== Segment start ==

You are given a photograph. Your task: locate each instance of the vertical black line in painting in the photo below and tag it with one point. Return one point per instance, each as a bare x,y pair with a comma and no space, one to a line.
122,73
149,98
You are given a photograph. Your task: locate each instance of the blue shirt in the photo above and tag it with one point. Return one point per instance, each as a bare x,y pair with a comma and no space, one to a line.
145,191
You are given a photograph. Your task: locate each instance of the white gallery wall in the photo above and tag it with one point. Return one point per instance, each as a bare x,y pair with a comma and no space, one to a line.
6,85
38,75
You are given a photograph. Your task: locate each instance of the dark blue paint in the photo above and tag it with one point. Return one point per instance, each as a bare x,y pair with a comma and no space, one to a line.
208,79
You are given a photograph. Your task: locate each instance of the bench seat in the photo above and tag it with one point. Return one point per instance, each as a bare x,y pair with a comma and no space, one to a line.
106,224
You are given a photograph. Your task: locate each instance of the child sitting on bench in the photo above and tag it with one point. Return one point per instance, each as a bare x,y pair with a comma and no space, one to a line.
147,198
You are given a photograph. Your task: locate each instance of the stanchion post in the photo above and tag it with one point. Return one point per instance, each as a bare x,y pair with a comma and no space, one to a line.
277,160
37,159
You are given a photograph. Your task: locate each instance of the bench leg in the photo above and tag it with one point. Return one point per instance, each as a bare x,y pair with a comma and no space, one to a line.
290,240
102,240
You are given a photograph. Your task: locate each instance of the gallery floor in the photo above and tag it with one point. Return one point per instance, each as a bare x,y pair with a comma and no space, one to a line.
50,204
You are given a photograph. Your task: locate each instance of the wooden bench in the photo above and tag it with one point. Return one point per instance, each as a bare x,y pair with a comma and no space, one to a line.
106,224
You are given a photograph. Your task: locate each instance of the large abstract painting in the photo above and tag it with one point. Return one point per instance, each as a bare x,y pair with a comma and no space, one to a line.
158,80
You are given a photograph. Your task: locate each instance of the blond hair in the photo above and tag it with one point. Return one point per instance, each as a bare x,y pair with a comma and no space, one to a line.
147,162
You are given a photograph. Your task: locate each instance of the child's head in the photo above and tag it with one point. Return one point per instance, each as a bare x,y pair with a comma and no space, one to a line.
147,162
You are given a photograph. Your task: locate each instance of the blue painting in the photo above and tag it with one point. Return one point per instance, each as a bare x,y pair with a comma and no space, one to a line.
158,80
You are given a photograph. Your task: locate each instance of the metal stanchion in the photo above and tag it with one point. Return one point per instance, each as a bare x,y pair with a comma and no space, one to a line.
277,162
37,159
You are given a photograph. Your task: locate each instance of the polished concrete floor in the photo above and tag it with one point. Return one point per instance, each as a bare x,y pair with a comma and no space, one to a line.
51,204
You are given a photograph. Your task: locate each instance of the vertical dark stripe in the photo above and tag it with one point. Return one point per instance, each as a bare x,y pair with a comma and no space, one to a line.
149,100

== Segment end ==

An exact copy of all the records is the expected answer.

You are given a photograph. Your task: locate each instance of the vertical black line in painting in the photo below and tag it with one point. Return one point per instance, each as a bare x,y pair with a comma and no space, one to a line.
122,73
149,98
You are given a photograph. Your task: locate each instance of the blue shirt in the photo above and tag it with one point. Return one point per instance, each as a bare x,y pair with a comma and no space, one to a line.
145,191
You are given a photograph. Your task: locate each instance of the white gallery wall in the photo above and tag it with one point. Return one point per instance, each as a bare x,y pair with a comma and no space, one to a line.
6,85
38,75
You are given a photograph. Your task: locate each instance of the dark blue paint in the photo above and tag it with one point. Return one point per instance, each as a bare x,y pair with a comma and no space, one to a line.
208,79
You are given a photograph. Your task: locate each instance of the bench seat in the photo above and tag it with one point. Return one point per instance, each as a bare x,y pair with a comma and no space, one to a line.
106,224
You are given a photograph. Your task: locate each instance of the child sitting on bench in the photo above and tag it with one point. Return one point per instance, each as a bare x,y pair with a comma and no space, one to a line.
147,198
You are given a photograph. Your task: locate each instance of the stanchion post in the photo above and tag it with one point. Return one point per instance, each as a bare x,y pair with a comma and no space, one to a line.
277,160
37,159
You are given a photograph. Your task: locate each instance of the bench leg in the photo above and tag it with one point. Return one point per instance, each as a bare x,y pair with a comma and no space, one to a line.
290,240
102,240
You are given a photograph. Your task: locate each instance of the gallery floor in the photo above and tag it with one point. Return one point per instance, each as a bare x,y pair with a comma and no space, one to a line.
50,204
You are given a photograph. Your task: locate each instance of the wooden bench in the photo above and tag it with one point. Return one point per instance, each as a bare x,y pair with a comma and no space, one to a line.
106,224
You are given a photograph. Your task: locate each instance of the large abstract painting in the photo above and tag it with one point. Return one point per instance, each as a bare x,y pair with a comma and no space, one to a line.
158,80
You are given a photograph. Your task: locate each instance of the blond hair in the photo above and tag it with one point. Return one point per instance, each as a bare x,y pair with a comma and no space, one to a line.
147,162
You are given a photograph. Your task: locate each instance of the child's head in the photo above and tag it with one point. Return one point per instance, each as a bare x,y pair with a comma and no space, one to a line.
147,162
You are given a photograph. Your task: locate each instance of the blue painting in the photo above and tag it with one point. Return one point per instance, each as a bare x,y pair with a comma and no space, one to a line.
158,80
You are given a photograph. Your task: locate each instance of the metal stanchion in the photo above and tag it with one point. Return one point per instance, each as a bare x,y pair with a comma and no space, one to a line.
277,162
37,159
You are given a photograph. Your task: locate each instance of the polished concrete floor in the photo above and tag it with one point. Return one point per instance, each as a bare x,y pair with a comma and no space, one to a line.
51,204
You are given a photograph. Your task: locate each instance of the vertical dark stripe in the photo above and tag it with one point. Return one point per instance, each as a bare x,y pair with a comma and no space, one to a line.
149,100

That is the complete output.